--- start of Records shown ---

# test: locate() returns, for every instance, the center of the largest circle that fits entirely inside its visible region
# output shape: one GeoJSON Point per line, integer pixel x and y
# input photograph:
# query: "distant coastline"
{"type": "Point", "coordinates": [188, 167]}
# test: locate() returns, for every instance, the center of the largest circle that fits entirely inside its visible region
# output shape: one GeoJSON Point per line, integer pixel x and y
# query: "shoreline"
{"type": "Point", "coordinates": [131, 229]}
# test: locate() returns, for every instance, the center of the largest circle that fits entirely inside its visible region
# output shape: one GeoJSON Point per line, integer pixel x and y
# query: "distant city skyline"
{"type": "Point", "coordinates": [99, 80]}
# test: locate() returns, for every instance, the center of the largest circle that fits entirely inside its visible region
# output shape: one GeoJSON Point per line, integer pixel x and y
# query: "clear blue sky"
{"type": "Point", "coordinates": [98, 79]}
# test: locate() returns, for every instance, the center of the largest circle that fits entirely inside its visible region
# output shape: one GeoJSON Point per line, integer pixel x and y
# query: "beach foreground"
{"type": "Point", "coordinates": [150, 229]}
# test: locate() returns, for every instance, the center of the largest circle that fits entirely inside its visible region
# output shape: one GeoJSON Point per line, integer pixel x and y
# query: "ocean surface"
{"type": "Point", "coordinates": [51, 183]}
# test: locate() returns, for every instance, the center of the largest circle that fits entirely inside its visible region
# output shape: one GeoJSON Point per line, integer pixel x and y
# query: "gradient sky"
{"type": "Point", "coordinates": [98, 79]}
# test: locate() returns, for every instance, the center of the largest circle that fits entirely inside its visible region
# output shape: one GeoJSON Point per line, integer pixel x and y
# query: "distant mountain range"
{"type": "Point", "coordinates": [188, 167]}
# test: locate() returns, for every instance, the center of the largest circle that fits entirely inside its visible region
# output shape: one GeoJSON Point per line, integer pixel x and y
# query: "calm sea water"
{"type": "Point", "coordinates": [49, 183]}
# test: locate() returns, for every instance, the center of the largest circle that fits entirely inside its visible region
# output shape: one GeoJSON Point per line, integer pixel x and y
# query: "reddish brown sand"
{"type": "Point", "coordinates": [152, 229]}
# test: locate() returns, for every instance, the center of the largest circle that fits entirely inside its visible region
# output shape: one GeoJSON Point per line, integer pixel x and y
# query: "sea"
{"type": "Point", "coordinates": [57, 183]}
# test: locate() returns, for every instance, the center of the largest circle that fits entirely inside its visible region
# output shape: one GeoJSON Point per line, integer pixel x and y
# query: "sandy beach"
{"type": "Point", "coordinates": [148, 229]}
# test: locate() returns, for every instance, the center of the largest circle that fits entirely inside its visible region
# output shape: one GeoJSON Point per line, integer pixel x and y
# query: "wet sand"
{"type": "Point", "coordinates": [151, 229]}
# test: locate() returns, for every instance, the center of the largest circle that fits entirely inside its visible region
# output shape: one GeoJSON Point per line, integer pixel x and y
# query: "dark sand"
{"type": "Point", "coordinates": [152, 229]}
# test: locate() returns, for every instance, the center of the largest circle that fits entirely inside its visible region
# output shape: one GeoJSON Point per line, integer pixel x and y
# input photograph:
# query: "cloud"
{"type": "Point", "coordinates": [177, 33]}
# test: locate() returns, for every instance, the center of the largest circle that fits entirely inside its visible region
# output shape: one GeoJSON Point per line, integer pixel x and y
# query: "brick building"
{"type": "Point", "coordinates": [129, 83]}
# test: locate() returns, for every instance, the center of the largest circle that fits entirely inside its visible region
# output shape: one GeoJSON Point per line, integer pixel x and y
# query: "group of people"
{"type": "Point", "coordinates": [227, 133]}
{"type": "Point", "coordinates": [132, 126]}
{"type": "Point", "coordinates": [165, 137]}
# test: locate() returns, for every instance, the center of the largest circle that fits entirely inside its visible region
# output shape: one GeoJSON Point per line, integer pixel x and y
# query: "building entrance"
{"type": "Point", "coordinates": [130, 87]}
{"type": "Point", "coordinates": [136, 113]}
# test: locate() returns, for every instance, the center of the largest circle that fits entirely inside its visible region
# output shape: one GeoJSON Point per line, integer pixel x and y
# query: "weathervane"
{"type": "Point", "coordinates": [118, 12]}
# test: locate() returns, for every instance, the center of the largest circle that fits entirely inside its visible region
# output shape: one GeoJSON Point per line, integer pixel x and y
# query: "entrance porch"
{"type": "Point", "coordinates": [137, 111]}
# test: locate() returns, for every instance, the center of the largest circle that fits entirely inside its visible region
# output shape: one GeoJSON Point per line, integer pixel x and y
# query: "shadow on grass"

--- end of Records shown ---

Return the entries in full, keeping every line exactly as it is.

Solution for this task.
# test: locate() returns, for every instance, the center of the largest circle that fits entirely inside its visible region
# output shape: one GeoJSON Point per line, integer pixel x and y
# input photograph:
# query: "distant coastline"
{"type": "Point", "coordinates": [188, 167]}
# test: locate() returns, for every instance, the center of the largest circle that fits entirely inside its visible region
# output shape: one GeoJSON Point per line, integer pixel x and y
# query: "shoreline"
{"type": "Point", "coordinates": [131, 229]}
# test: locate() returns, for every instance, the center of the largest circle that fits entirely inside its visible region
# output shape: one GeoJSON Point per line, integer pixel x and y
# query: "distant city skyline"
{"type": "Point", "coordinates": [99, 80]}
# test: locate() returns, for every instance, the center of the largest circle that fits entirely inside its visible region
# output shape: one GeoJSON Point per line, integer pixel x and y
# query: "clear blue sky"
{"type": "Point", "coordinates": [98, 79]}
# test: locate() returns, for every instance, the center of the largest circle that fits entirely inside its visible region
# output shape: one GeoJSON Point per line, integer pixel x and y
# query: "beach foreground"
{"type": "Point", "coordinates": [150, 229]}
# test: locate() returns, for every instance, the center of the largest circle that fits entirely inside its visible region
# output shape: one GeoJSON Point per line, integer pixel x and y
# query: "ocean surface"
{"type": "Point", "coordinates": [51, 183]}
# test: locate() returns, for every instance, the center of the largest circle that fits entirely inside its visible region
# output shape: one GeoJSON Point per line, integer pixel x and y
# query: "gradient sky"
{"type": "Point", "coordinates": [98, 79]}
# test: locate() returns, for every instance, the center of the largest circle that fits entirely inside its visible region
# output shape: one GeoJSON Point per line, integer pixel x and y
# query: "distant mountain range"
{"type": "Point", "coordinates": [188, 167]}
# test: locate() returns, for every instance, the center of the largest circle that fits entirely inside its visible region
# output shape: one GeoJSON Point per line, integer pixel x and y
# query: "calm sea water"
{"type": "Point", "coordinates": [49, 183]}
# test: locate() returns, for every instance, the center of the largest circle that fits entirely inside its visible region
# output shape: one GeoJSON Point per line, integer pixel x and y
# query: "reddish brown sand"
{"type": "Point", "coordinates": [152, 229]}
# test: locate() returns, for every instance, the center of the largest circle that fits entirely inside its visible region
# output shape: one GeoJSON Point per line, integer pixel x and y
# query: "sea"
{"type": "Point", "coordinates": [57, 183]}
# test: locate() returns, for every instance, the center of the largest circle that fits entirely inside its visible region
# output shape: one GeoJSON Point per line, integer pixel x and y
# query: "sandy beach"
{"type": "Point", "coordinates": [148, 229]}
# test: locate() returns, for every instance, the center of the largest circle that fits entirely inside its visible region
# output shape: one GeoJSON Point per line, integer pixel x and y
# query: "wet sand"
{"type": "Point", "coordinates": [151, 229]}
# test: locate() returns, for every instance, the center of the largest circle that fits entirely inside its visible region
# output shape: one GeoJSON Point per line, integer pixel x and y
# query: "dark sand"
{"type": "Point", "coordinates": [152, 229]}
# test: locate() returns, for every instance, the center of the largest circle that fits entirely inside its visible region
# output shape: one GeoJSON Point per line, integer pixel x and y
# input photograph:
# query: "cloud"
{"type": "Point", "coordinates": [177, 33]}
# test: locate() returns, for every instance, the center of the largest circle that fits entirely inside its visible region
# output shape: one GeoJSON Point per line, integer pixel x and y
# query: "brick building"
{"type": "Point", "coordinates": [129, 83]}
# test: locate() returns, for every instance, the center of the largest circle that fits entirely inside its visible region
# output shape: one GeoJSON Point per line, integer pixel x and y
# query: "group of people"
{"type": "Point", "coordinates": [227, 133]}
{"type": "Point", "coordinates": [132, 126]}
{"type": "Point", "coordinates": [165, 137]}
# test: locate() returns, for every instance, the center of the largest circle that fits entirely inside its visible region
# output shape: one GeoJSON Point per line, integer pixel x and y
# query: "building entrance"
{"type": "Point", "coordinates": [130, 87]}
{"type": "Point", "coordinates": [136, 113]}
# test: locate() returns, for every instance, the center of the largest circle that fits entirely inside its visible region
# output shape: one GeoJSON Point per line, integer pixel x and y
# query: "weathervane"
{"type": "Point", "coordinates": [118, 12]}
# test: locate() returns, for every instance, the center of the largest circle that fits entirely inside its visible region
# output shape: one GeoJSON Point per line, integer pixel x and y
# query: "entrance porch"
{"type": "Point", "coordinates": [137, 111]}
# test: locate() returns, for every instance, the center of the largest circle that fits entirely inside its visible region
# output shape: one GeoJSON Point per line, integer pixel x and y
# query: "shadow on grass"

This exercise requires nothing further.